» **EXERCISE**: Please keep to the lines below from the one with "Where can you see the punching" through the one with "Where can you see the wooden floor", and restate them word for word, ends included.

» **GIVEN RECORDS**:

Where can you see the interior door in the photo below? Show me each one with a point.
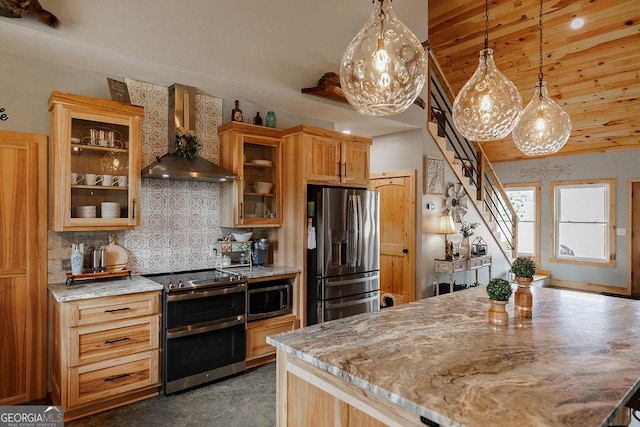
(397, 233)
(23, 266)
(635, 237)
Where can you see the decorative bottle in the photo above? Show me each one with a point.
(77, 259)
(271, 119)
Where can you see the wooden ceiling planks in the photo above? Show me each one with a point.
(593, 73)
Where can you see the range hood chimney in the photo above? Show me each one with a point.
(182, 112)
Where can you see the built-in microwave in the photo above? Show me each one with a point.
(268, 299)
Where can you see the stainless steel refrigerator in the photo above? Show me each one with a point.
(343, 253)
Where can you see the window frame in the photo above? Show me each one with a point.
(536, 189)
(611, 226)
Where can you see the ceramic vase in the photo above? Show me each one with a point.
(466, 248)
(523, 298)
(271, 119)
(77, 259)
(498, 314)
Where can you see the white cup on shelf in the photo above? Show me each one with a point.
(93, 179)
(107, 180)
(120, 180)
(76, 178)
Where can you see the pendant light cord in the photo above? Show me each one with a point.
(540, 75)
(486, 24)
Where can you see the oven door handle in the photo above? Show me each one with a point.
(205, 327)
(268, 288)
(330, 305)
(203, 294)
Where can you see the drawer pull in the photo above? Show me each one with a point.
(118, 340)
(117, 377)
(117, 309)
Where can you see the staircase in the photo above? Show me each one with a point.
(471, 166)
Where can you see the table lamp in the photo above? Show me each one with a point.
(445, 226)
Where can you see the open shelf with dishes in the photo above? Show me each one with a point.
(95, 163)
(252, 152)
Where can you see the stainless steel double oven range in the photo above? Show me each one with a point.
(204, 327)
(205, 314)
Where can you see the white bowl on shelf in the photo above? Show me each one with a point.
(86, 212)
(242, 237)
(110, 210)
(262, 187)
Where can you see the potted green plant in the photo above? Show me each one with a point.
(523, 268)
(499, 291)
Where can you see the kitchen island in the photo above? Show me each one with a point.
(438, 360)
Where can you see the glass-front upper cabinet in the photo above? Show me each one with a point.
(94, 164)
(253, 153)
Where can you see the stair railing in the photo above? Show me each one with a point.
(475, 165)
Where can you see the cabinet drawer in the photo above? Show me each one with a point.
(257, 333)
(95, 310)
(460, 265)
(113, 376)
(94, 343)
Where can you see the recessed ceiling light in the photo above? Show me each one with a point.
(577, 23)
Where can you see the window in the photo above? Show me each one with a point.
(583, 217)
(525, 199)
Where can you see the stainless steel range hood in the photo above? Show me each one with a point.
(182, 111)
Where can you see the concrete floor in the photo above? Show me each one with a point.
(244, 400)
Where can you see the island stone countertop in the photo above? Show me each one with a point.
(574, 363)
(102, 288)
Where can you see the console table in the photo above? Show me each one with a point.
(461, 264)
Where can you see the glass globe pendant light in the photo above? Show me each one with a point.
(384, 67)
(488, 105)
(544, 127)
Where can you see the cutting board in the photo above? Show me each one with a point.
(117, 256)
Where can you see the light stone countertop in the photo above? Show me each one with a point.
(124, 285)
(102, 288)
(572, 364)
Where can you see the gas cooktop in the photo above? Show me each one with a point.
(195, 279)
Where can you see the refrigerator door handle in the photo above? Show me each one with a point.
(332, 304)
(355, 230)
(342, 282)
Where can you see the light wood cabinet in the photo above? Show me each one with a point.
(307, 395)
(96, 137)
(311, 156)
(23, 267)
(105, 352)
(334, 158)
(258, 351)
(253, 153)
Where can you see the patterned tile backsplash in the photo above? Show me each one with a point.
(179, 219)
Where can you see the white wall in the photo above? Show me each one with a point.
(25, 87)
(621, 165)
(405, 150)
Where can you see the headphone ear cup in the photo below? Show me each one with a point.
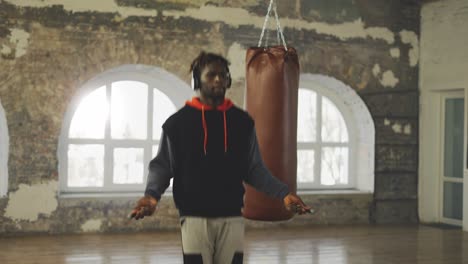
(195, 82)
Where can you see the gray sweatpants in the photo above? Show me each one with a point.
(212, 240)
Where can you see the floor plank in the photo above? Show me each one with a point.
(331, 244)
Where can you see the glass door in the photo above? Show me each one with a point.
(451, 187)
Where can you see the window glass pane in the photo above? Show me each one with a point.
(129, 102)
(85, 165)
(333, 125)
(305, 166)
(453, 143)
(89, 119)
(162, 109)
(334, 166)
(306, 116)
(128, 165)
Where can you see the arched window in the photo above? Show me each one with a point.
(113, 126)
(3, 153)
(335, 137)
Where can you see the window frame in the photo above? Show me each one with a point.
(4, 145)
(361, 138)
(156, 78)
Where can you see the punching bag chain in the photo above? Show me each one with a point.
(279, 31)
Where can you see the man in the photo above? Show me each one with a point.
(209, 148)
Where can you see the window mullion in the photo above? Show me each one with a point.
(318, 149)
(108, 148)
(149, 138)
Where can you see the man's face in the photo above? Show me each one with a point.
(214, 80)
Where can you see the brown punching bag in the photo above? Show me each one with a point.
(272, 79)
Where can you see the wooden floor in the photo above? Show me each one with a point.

--

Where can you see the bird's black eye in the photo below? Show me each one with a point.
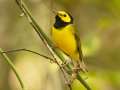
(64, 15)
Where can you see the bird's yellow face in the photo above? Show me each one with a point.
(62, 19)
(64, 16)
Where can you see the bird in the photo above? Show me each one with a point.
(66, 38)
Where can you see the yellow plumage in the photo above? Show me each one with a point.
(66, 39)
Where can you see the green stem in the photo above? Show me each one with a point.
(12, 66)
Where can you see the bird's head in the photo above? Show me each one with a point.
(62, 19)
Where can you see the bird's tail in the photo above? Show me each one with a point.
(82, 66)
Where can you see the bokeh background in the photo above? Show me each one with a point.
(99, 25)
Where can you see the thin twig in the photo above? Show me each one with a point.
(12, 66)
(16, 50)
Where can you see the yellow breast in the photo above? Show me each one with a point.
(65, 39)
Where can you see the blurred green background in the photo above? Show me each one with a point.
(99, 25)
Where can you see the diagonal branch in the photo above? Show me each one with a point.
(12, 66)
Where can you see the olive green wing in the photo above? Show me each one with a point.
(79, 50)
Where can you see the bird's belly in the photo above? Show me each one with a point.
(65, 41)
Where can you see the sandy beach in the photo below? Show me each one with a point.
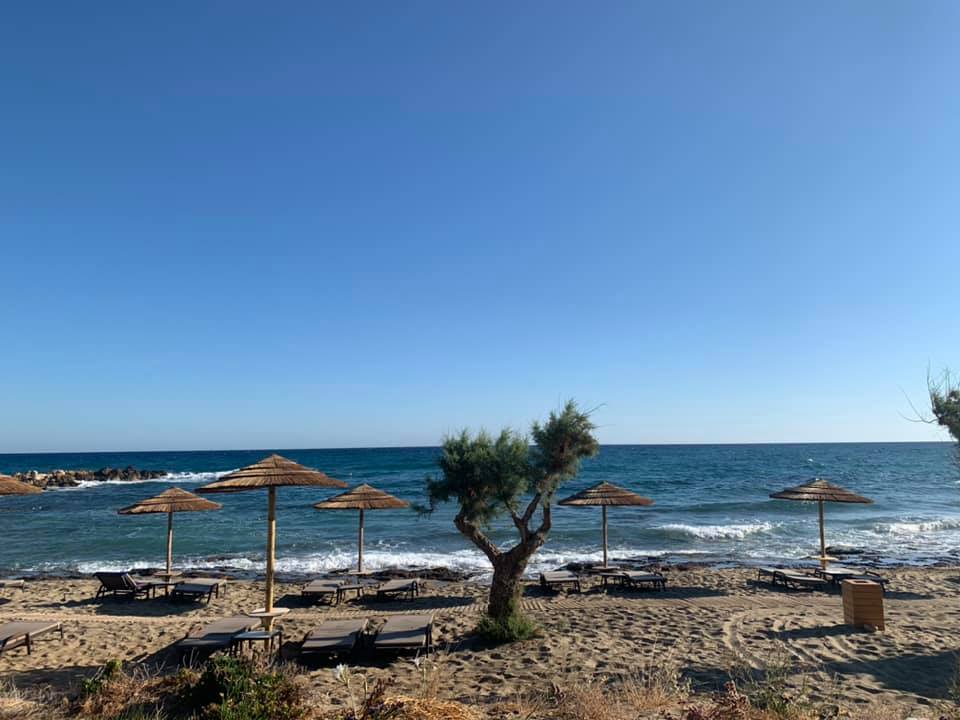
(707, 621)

==

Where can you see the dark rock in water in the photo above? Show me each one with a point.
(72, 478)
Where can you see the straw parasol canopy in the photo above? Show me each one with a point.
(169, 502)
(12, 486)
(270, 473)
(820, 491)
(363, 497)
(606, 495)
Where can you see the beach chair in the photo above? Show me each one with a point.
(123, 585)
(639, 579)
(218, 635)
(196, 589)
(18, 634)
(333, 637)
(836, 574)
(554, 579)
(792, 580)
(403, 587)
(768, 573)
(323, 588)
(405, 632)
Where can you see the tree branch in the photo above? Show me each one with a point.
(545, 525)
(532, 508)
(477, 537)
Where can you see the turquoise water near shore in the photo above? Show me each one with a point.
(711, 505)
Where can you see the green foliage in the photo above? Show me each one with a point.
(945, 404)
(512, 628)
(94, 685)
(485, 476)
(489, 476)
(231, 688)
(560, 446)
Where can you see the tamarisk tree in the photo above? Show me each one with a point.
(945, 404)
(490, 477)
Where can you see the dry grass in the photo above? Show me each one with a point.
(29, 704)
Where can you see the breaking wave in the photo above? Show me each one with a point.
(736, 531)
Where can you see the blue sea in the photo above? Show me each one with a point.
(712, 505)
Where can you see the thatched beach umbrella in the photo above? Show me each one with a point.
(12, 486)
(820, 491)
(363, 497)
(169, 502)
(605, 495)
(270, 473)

» **RESULT**:
Where can you see the punching bag chain in the photo above? Show me each one with a point.
(279, 31)
Where can you see the man in the photo above? Show me each one with a point.
(209, 148)
Where can you see the window mullion in the photo above? Show me each one with a point.
(318, 149)
(108, 148)
(149, 138)
Where can you see the man's face in the photo above? Show me each one with a point.
(214, 80)
Where can you see the brown punching bag in the photo above? Show me each one with a point.
(272, 79)
Where can you see the wooden floor in the photo above? Show me each one with a point.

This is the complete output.